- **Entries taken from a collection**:
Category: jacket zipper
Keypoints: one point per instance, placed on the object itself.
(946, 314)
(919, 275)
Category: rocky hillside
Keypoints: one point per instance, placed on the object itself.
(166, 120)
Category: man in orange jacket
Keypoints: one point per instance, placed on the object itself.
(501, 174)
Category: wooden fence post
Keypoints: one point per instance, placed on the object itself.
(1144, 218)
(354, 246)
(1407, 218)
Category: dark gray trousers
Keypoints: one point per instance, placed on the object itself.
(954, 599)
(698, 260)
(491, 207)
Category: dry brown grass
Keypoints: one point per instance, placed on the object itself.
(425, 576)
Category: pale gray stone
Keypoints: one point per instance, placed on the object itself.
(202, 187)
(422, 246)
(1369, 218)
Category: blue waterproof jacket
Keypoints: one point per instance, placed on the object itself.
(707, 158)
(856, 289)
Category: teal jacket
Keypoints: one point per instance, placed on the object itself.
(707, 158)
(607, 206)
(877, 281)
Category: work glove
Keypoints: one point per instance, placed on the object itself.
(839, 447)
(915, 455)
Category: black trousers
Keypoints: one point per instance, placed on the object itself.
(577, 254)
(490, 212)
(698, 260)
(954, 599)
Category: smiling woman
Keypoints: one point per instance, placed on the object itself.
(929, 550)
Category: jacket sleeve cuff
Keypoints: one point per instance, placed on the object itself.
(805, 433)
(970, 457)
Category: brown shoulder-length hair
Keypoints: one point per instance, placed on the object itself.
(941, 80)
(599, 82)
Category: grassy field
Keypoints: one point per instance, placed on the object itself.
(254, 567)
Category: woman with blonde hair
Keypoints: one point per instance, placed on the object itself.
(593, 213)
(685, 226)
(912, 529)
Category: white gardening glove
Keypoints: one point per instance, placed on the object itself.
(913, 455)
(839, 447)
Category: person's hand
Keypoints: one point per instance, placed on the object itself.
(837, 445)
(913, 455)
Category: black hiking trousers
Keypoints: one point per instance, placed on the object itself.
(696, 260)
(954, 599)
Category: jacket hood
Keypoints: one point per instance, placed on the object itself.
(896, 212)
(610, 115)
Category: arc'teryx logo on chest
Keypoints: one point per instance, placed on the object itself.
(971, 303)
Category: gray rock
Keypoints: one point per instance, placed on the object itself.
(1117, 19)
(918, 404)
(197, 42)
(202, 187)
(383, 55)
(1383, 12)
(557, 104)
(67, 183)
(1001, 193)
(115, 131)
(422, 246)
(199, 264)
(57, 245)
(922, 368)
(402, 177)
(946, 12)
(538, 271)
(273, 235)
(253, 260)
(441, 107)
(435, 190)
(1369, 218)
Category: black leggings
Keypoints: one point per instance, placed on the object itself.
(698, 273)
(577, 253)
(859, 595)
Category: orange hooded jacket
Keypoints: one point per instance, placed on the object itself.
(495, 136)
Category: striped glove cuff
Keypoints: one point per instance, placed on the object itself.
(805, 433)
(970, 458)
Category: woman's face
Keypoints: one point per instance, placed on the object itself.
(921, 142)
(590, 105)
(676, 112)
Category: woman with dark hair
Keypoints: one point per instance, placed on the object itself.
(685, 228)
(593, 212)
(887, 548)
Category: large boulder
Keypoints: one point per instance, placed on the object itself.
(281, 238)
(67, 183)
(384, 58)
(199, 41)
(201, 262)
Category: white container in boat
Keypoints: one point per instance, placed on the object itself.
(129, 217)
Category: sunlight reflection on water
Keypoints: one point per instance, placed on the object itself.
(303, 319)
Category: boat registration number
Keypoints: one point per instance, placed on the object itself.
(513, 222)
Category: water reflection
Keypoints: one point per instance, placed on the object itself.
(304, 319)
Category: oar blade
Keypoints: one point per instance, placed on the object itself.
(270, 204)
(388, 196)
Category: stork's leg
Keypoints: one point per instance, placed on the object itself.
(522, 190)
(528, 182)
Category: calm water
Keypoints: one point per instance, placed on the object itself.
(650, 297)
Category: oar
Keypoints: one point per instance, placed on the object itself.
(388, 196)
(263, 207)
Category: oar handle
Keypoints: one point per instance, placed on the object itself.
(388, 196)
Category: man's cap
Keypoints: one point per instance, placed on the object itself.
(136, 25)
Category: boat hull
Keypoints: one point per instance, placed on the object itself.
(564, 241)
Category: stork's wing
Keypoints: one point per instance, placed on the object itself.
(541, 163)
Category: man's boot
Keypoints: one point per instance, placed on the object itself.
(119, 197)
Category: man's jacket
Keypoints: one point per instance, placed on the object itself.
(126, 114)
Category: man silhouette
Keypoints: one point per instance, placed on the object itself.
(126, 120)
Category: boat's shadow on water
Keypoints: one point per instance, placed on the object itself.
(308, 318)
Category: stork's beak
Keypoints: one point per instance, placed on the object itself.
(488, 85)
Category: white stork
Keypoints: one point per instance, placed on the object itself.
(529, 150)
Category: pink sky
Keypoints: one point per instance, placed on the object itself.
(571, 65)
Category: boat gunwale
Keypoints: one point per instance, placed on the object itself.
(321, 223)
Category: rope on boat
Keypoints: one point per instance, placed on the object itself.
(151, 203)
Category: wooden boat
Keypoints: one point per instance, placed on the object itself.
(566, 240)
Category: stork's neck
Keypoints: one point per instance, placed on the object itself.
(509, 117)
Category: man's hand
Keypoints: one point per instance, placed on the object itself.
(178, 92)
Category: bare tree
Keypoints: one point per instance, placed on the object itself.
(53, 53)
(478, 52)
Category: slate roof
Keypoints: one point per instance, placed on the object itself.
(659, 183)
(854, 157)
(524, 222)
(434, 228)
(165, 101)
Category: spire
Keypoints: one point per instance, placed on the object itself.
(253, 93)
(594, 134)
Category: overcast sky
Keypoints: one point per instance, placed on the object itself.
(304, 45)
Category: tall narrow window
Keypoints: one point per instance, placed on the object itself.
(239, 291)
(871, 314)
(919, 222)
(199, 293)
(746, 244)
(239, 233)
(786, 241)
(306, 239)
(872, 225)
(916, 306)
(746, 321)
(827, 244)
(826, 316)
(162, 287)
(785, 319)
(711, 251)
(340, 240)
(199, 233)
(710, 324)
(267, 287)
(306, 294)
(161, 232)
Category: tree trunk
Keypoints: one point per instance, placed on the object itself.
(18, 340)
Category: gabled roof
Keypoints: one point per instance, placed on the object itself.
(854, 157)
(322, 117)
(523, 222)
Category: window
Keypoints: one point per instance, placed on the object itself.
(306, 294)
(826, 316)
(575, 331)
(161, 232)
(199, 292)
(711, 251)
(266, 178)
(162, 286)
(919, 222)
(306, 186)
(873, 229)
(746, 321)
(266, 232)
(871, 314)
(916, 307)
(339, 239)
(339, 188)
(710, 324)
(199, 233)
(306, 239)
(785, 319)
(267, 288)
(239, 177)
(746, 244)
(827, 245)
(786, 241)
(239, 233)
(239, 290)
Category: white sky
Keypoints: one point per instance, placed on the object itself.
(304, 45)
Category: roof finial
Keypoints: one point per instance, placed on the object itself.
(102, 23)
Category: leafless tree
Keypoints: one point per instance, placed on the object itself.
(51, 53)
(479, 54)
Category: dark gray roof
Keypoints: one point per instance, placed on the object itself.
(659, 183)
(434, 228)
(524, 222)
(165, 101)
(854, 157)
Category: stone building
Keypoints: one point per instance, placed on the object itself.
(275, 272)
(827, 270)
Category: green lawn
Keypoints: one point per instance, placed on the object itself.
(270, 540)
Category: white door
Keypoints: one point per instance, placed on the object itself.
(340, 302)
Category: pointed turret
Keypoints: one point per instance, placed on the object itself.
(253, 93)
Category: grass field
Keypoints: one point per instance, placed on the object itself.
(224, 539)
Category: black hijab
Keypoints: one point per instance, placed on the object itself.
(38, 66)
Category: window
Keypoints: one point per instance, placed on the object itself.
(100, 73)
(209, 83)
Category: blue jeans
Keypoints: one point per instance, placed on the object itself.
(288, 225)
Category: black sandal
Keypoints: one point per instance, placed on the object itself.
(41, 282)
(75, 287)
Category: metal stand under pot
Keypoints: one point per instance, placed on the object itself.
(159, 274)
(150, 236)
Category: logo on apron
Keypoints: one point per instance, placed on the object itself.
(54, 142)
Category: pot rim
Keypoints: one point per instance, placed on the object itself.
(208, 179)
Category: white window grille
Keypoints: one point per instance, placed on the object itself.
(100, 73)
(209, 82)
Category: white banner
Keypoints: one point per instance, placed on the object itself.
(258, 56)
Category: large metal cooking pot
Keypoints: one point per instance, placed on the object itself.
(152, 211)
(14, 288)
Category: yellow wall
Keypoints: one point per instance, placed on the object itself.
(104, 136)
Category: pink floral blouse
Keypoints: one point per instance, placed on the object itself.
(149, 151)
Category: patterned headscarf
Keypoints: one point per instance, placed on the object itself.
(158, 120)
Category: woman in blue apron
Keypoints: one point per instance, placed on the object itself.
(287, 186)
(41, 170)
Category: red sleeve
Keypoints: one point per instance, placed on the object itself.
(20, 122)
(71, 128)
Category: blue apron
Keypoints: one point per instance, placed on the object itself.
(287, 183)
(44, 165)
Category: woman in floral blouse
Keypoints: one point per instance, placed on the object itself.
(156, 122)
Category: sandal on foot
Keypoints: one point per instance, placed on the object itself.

- **Exercise details**:
Quote only the lines from the one containing "Category: patterned headscarf" through the final line of the records, with both ends included.

- **Finished exercise**:
Category: patterned headscarf
Keypoints: one point per instance, placed on the object itself.
(158, 120)
Category: woman in blue apron
Keypoints: one point per instance, placed on the object itself.
(287, 186)
(41, 170)
Category: red sleeve
Keypoints: one point per instance, placed on the object itself.
(20, 122)
(71, 128)
Category: blue apron
Keypoints: one point per instance, placed on the object itself.
(287, 183)
(44, 165)
Category: woman in floral blouse
Keypoints: one point per instance, placed on the object itself.
(156, 122)
Category: sandal on foot
Keypoints: one point per instance, placed on the object itself.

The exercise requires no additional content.